- [Task to carry out]
Report each line from the records where the string "trace" turns up.

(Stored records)
----

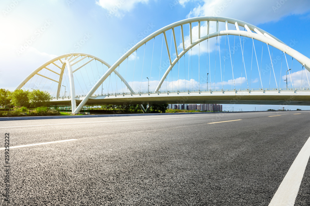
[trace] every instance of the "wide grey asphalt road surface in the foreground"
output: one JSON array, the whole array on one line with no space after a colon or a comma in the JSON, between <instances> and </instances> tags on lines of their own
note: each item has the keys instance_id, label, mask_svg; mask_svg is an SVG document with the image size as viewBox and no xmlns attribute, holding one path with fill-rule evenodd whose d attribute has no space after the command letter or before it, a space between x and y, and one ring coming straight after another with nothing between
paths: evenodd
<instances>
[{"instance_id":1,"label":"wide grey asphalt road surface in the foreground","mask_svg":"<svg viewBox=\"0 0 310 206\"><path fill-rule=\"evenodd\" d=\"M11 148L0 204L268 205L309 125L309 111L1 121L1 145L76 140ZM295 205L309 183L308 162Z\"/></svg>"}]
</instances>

----

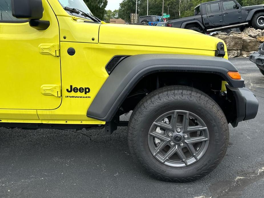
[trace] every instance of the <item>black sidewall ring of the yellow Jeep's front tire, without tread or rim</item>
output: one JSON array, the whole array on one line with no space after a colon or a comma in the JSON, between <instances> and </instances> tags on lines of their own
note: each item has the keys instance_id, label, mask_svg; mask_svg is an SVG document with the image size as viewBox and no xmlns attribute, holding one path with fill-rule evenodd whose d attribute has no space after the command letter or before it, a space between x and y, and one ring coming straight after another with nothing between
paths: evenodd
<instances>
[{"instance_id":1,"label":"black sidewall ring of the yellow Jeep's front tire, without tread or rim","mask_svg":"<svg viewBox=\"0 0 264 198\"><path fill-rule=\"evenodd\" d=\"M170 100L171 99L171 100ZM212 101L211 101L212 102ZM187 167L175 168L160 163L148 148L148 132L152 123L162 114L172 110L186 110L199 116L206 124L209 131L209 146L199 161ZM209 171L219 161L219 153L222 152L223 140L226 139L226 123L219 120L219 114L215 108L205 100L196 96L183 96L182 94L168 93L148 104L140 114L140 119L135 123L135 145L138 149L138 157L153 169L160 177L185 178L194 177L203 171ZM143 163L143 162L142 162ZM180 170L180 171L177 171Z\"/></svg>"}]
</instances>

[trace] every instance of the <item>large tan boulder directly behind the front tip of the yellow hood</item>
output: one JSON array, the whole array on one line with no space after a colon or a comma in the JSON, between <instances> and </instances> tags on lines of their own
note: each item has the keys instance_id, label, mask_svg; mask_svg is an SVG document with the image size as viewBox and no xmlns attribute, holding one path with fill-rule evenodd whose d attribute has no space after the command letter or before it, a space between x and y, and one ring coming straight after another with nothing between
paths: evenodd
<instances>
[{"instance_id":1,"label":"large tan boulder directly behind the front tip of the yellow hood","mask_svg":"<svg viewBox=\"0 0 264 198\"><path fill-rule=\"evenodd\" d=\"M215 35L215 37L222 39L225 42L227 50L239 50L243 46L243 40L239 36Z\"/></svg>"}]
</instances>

----

- [Solved problem]
[trace] every instance of the "wide grey asphalt road surface in the foreground"
[trace] every instance of the <item>black sidewall ring of the yellow Jeep's front tire, without tread or rim</item>
[trace] every instance of the <item>large tan boulder directly behind the front tip of the yellow hood</item>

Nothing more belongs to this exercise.